WORK TO DO –
Transcribe every line, keeping it exact.

Extracted data entries:
============

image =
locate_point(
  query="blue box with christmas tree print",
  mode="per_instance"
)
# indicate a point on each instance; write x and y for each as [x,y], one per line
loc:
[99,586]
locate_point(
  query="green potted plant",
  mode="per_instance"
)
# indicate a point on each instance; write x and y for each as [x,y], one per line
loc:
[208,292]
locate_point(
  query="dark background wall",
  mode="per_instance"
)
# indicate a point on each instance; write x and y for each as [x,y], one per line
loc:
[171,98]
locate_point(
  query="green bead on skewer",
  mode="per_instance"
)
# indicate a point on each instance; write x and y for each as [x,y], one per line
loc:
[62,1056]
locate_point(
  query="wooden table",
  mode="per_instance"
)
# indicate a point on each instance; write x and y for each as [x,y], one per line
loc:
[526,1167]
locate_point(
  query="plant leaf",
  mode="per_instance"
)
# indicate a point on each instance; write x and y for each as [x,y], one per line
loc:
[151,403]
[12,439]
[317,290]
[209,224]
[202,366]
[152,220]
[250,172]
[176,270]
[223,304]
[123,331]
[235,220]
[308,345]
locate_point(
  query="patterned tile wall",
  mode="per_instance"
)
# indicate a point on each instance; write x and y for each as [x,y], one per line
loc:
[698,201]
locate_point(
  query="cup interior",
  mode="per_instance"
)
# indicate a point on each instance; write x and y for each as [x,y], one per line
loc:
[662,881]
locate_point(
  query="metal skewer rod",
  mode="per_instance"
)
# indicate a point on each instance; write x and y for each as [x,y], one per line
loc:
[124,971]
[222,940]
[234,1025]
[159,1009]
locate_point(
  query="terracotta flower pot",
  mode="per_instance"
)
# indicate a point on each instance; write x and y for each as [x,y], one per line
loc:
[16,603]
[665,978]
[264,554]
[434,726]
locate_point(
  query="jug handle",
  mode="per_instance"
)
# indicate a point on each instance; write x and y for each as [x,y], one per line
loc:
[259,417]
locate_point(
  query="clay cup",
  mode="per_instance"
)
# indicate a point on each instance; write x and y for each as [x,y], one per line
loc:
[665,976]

============

EXERCISE SOLUTION –
image =
locate_point(
  query="blue box with christmas tree print",
  mode="per_instance"
)
# indicate a point on each instance; write x and y for each as [x,y], one per line
loc:
[99,586]
locate_point(
  query="green potted plant",
  mode="per_instance"
)
# indicate a point on each instance; write x and y for each as [x,y], one per line
loc:
[208,292]
locate_point(
  query="dark background wall",
  mode="per_instance"
)
# indicate a point on each instance; write x and y for each as [x,y], one per line
loc:
[171,98]
locate_point(
  query="green bead on skewer",
  mode="per_instance"
)
# indicate a point on each instance; write x and y for each as [x,y], one per line
loc:
[62,1056]
locate_point(
  query="wooden table",
  mode="per_instance"
)
# indicate a point on each instance; write x and y for each as [x,y], one per line
loc:
[526,1167]
locate_point(
  query="plant leaf",
  mode="per_instance"
)
# indicate a point on each instance; write x and y for each as [x,y], one per line
loc:
[151,403]
[12,439]
[317,290]
[209,224]
[202,366]
[152,220]
[250,172]
[176,270]
[223,304]
[123,331]
[235,220]
[308,345]
locate_point(
  query="patterned tile wall",
  mode="per_instance"
)
# indicate a point on each instance; write x and y for each as [x,y], one per line
loc:
[698,201]
locate_point(
  query="cup interior",
  mode="per_instance"
)
# indicate a point on each instance; write x and y for each as [x,y], one per line
loc:
[662,881]
locate_point(
  query="metal skewer rod",
  mode="per_instance"
)
# indicate a point on each instance; write x and y for each as [x,y], one per line
loc:
[124,971]
[222,940]
[234,1025]
[159,1009]
locate_point(
  query="terracotta flower pot",
  mode="per_instance"
)
# indicate a point on each instance; write x and y for each as [x,y], one per line
loc:
[16,603]
[665,978]
[264,554]
[434,726]
locate_point(
  query="jug handle",
  mode="per_instance"
)
# indicate a point on each instance; write x and y for each as [x,y], one per line
loc:
[259,417]
locate_point(
  query="clay cup",
  mode="per_instance"
)
# indicate a point on each instance; write x and y for each as [x,y], one per line
loc:
[665,976]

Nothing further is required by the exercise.